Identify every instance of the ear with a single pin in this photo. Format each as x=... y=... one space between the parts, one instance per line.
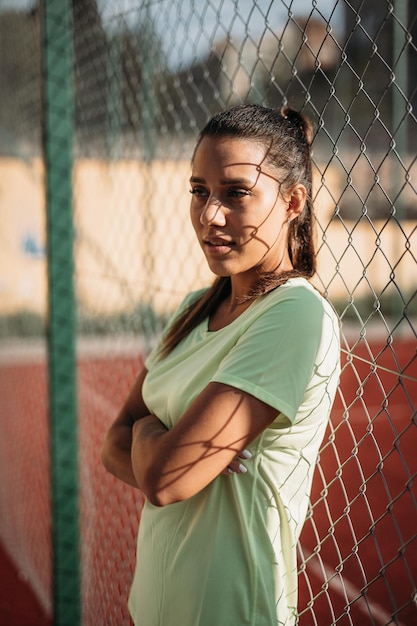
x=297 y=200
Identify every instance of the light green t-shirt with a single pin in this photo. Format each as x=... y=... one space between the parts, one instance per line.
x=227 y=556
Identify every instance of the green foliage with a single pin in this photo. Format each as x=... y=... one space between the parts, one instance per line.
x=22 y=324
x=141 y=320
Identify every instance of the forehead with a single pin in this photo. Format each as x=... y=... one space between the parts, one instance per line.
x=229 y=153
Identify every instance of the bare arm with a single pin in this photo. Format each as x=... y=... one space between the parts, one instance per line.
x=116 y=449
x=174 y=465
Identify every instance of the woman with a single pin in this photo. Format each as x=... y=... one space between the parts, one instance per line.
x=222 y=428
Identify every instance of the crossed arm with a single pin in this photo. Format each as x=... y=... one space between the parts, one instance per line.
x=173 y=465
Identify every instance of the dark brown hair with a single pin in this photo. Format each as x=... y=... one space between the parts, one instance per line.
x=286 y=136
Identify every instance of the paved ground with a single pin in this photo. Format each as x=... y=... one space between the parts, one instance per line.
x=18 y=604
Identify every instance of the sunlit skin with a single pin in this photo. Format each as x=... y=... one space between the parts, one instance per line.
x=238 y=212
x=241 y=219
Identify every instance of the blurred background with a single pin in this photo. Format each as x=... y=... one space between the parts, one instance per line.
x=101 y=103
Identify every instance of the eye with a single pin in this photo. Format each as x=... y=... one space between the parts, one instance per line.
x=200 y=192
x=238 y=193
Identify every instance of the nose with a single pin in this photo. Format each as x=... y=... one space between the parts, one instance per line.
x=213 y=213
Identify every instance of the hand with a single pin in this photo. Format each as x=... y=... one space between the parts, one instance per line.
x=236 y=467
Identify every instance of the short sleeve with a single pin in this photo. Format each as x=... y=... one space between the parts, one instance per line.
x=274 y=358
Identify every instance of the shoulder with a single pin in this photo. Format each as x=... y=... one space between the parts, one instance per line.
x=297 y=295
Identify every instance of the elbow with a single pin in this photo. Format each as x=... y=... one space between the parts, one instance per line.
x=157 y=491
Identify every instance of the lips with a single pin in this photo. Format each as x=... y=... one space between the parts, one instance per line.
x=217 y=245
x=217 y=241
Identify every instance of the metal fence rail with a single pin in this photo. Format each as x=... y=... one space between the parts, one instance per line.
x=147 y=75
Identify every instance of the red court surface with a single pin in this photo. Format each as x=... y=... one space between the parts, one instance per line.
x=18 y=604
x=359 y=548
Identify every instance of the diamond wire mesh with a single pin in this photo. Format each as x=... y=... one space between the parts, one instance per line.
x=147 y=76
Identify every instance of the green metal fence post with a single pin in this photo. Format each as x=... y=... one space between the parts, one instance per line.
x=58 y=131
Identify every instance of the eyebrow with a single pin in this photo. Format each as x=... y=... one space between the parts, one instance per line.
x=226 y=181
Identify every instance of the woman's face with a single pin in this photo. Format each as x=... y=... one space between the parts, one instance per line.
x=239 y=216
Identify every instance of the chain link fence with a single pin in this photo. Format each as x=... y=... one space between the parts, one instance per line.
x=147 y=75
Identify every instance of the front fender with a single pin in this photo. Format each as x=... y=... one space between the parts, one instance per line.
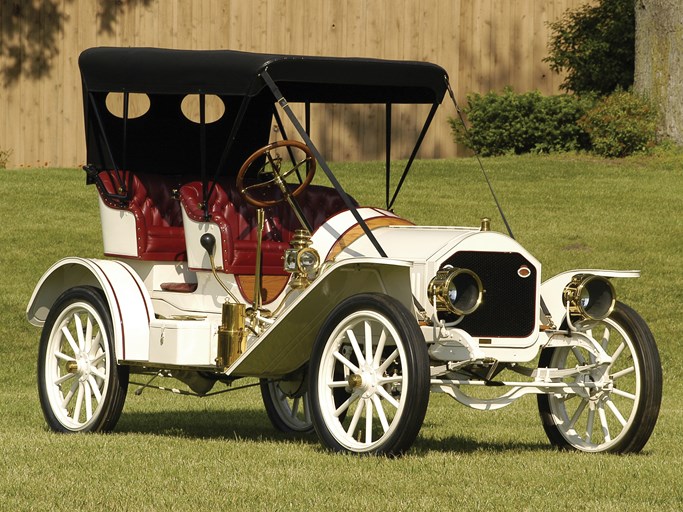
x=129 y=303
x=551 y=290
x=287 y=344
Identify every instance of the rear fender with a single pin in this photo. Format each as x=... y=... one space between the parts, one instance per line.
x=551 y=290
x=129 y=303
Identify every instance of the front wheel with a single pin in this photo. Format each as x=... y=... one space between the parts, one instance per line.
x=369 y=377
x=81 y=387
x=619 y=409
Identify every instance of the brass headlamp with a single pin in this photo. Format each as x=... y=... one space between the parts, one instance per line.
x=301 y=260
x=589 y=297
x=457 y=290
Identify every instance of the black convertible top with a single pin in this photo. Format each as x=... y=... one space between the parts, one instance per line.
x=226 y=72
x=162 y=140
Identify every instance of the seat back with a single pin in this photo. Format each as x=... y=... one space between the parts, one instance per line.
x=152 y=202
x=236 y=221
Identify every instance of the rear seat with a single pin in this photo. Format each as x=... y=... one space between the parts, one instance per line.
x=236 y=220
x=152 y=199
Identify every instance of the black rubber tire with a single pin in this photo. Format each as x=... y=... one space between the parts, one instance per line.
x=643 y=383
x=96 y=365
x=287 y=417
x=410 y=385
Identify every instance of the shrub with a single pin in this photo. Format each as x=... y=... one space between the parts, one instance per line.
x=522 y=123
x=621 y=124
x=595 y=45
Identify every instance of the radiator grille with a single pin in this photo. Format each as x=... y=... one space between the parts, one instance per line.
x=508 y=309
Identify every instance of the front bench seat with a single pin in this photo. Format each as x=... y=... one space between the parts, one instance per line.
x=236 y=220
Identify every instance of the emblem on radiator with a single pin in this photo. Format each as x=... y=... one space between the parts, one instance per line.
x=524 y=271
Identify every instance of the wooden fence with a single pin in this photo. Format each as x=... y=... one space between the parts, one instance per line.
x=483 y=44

____

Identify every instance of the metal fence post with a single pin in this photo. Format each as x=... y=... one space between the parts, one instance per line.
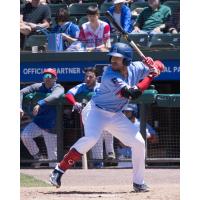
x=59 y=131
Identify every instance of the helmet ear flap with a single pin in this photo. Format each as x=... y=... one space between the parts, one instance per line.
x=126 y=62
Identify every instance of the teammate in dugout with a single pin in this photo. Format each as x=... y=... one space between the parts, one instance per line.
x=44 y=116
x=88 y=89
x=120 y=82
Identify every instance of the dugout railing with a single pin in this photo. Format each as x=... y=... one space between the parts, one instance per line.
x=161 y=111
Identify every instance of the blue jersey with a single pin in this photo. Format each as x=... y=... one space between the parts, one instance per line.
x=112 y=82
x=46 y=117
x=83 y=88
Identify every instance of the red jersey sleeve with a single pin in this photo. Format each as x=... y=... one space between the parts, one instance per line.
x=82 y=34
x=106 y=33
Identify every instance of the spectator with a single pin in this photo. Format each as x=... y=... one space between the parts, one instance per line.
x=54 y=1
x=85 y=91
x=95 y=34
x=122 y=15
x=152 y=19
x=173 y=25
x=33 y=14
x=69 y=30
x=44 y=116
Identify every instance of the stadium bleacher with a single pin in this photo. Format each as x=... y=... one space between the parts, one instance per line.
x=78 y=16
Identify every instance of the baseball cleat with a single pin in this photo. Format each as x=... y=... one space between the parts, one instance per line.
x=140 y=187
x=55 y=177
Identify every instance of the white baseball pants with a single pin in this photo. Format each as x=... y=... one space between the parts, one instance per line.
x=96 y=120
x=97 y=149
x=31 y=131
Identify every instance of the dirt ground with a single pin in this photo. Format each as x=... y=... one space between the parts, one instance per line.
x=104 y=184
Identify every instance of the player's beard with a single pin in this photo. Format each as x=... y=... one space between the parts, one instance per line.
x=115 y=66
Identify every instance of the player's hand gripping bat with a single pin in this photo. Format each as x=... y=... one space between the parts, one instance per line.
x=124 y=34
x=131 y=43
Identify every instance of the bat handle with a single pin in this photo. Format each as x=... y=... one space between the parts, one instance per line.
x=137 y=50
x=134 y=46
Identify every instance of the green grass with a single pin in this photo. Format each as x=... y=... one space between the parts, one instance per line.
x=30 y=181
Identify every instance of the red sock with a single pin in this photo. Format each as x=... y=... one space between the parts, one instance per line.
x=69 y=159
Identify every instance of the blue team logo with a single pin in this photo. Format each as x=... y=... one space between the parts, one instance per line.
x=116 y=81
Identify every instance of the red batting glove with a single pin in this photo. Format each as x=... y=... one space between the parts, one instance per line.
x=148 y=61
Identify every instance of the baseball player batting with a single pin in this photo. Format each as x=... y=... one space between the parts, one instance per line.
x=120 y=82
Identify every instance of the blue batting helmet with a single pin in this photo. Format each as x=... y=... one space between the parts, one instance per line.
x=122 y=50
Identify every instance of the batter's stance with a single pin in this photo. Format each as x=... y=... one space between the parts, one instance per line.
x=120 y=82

____

# Direction:
Reproduce the material above word for word, starting at the line containing "Identify every instance of the radiator" and ending at the line containing "x=524 y=271".

# Final result:
Identify every instance of the radiator grille with a single pin in this photo. Format each as x=... y=... one space between the parts, one instance per line.
x=508 y=309
Identify every instance of the front bench seat with a single pin in this photo. Format each as x=... y=... one space between the parts, one instance per line.
x=236 y=220
Identify every instance of the emblem on radiator with a single pin in this photo. Format each as x=... y=... one space between the parts, one instance per line.
x=524 y=271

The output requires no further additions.